- TESTO ESTRATTO -

________________________

Raccontano, come si possono educare i giovani alle tradizioni patrie,
attraverso storie romanzate che tanto somigliano a favolette (e del resto, a
distanza di tanto tempo, e attraverso una tradizione orale, nemmeno i sacerdoti
o i dotti più istruiti, giudicati dal nostro punto di vista, ne sapevano molto
di più e di meglio di quel che raccontavano e di come lo raccontavano), poi raccolte e messe per scritto in un tempo in cui
non si aveva la capacità storica critica di vagliare i fatti reali da
quelli spuri aggiuntisi nei racconti da una generazione all'altra. Gli Ebrei
hanno complicato le cose aggiungendo alla loro storia una storia fittizia che
li facesse risultare più antichi delle piramidi e
tuttora il calendario ebraico porta una data risibilmente vetusta. Platone, che
ha scritto dopo Ezra (età di Pericle), ha fatto tesoro di questa politica di indottrinamento nella sua trilogia Repubblica, Timeo e
Crizia. Tuttavia mentre i Greci, come ben dissero i sacerdoti egizi a Erodoto, hanno subìto troppe catastrofi per
ricordare bene, gli Ebrei (parlo di Ebrei in senso molto improprio, come del
resto di Greci) ricordano molto meglio, probabilmente perché durante
l'esilio babilonese hanno avuto accesso ad archivi illuminanti in proposito,
anche se di quel che dicono va fatta la tara dalle pesanti manipolazioni
operate per i propri fini politico-religiosi dalla ierocrazia del Secondo
Tempio.
Il passo successivo è stato semplice
(difficile o comunque complessa è solo la
rielaborazione del ricco materiale finalmente accessibile all'analisi) e questo
è il quadro che ne è venuto fuori e che potrò perfezionare in futuro
tanto meglio se avrò a disposizione un istituto tutto mio e potrò affidare ai
miei assistenti la ricerca mirata, mentre io magari potrò dedicarmi alla
decifrazione di altre scritture che attendono disperatamente un decifratore
competente.

________________________

Voci di indicazione di oggetti con nome:

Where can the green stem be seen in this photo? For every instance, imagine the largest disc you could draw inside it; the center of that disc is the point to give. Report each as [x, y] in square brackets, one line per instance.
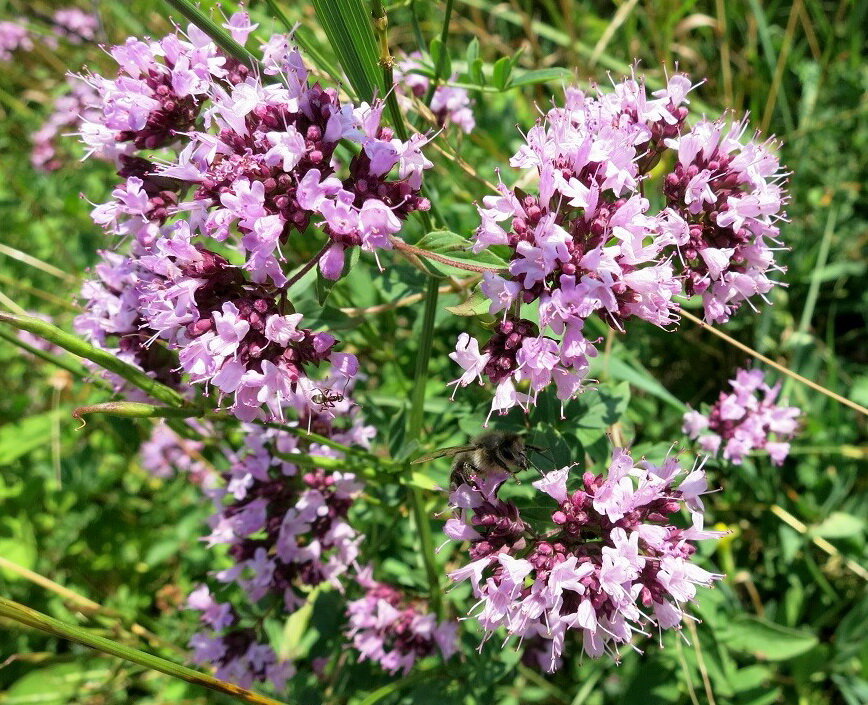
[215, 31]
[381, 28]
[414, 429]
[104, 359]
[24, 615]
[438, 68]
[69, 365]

________________________

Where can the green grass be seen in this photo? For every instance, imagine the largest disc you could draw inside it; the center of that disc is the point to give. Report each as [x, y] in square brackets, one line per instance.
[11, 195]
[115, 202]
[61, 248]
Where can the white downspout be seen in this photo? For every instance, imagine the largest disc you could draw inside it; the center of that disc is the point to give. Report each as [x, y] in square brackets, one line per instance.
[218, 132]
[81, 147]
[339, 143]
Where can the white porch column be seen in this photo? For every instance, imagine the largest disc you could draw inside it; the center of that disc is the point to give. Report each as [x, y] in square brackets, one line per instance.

________________________

- CONSEGNA -
Riproduci il brano del testo estratto che va da "Il passo successivo" fino a "competente." compreso. Le righe fornite non servono.

- SOLUZIONE -
Il passo successivo è stato semplice
(difficile o comunque complessa è solo la
rielaborazione del ricco materiale finalmente accessibile all'analisi) e questo
è il quadro che ne è venuto fuori e che potrò perfezionare in futuro
tanto meglio se avrò a disposizione un istituto tutto mio e potrò affidare ai
miei assistenti la ricerca mirata, mentre io magari potrò dedicarmi alla
decifrazione di altre scritture che attendono disperatamente un decifratore
competente.